* **Problem**: Starting at the line containing "TASK = point to the chain" and ending at the end of the records, copy those records with "chain link fence" changed to "wire mesh fence" and everything else left the same.

* start Information shown *

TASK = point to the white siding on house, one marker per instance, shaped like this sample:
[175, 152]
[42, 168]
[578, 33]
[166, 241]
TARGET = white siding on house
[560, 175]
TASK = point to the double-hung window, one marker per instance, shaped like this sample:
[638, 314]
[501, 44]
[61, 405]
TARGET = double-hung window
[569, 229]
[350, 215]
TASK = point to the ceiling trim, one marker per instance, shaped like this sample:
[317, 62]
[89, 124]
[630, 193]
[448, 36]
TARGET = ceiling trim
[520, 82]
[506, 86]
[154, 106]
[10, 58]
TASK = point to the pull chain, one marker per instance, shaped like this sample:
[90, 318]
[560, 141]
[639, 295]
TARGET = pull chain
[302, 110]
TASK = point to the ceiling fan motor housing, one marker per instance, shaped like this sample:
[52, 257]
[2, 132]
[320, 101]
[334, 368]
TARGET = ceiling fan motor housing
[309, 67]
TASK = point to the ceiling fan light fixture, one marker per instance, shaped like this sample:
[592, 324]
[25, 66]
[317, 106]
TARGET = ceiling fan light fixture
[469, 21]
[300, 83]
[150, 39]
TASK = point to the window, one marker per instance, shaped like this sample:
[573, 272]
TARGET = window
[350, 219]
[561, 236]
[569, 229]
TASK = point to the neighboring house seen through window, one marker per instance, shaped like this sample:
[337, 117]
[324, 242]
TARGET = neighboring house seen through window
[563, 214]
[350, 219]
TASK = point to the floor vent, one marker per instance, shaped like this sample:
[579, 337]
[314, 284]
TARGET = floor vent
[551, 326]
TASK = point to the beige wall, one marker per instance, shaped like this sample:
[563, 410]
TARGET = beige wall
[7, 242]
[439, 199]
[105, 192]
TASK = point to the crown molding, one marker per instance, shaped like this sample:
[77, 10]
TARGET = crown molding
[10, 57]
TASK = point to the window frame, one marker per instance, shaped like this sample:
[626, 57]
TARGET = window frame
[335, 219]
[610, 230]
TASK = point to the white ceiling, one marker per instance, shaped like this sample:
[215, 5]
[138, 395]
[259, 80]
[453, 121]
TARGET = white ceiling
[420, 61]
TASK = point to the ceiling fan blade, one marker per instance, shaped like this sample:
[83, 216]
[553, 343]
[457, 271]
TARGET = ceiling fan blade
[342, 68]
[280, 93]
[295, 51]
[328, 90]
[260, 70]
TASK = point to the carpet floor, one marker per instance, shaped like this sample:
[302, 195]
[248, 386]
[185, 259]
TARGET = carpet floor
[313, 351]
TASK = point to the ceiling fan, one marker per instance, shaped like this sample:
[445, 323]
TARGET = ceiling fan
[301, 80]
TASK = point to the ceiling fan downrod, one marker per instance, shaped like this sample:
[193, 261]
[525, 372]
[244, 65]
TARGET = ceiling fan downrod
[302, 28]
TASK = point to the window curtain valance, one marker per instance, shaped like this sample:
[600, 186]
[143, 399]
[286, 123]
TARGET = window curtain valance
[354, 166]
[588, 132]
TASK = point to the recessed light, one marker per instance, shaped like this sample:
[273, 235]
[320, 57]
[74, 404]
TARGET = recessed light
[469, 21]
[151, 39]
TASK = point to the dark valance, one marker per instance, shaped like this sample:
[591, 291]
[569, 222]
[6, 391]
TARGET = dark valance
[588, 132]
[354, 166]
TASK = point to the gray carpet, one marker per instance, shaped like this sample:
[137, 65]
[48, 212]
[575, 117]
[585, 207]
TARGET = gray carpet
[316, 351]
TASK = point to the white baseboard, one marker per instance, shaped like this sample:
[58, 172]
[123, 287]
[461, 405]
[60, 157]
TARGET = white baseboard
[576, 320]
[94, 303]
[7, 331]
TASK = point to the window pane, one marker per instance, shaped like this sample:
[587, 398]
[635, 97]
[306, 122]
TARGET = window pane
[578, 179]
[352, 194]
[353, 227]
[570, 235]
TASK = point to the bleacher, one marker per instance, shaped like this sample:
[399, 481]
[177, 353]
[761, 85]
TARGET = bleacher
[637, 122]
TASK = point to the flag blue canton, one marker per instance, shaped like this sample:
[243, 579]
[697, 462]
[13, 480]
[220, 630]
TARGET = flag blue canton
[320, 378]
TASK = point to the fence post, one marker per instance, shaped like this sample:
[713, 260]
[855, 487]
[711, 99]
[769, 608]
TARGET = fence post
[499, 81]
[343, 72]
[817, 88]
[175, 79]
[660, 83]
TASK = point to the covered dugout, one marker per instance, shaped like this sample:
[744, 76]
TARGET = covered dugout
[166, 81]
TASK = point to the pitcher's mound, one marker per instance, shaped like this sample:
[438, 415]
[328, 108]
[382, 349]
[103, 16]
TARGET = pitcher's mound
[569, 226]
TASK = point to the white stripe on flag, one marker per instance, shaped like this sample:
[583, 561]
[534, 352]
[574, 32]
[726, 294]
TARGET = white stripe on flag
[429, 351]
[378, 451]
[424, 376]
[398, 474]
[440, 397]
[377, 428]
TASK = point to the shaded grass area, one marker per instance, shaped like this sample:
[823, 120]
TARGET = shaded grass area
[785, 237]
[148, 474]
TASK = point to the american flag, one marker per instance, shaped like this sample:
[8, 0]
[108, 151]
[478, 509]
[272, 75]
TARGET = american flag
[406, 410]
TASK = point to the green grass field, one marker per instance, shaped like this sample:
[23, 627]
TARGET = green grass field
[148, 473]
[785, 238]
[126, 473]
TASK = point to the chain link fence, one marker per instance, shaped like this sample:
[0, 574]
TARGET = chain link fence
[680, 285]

* end Information shown *

* **Answer to this problem**:
TASK = point to the wire mesh fence, one marker per instance, shaped like this sample:
[0, 574]
TARGET = wire mesh fence
[680, 285]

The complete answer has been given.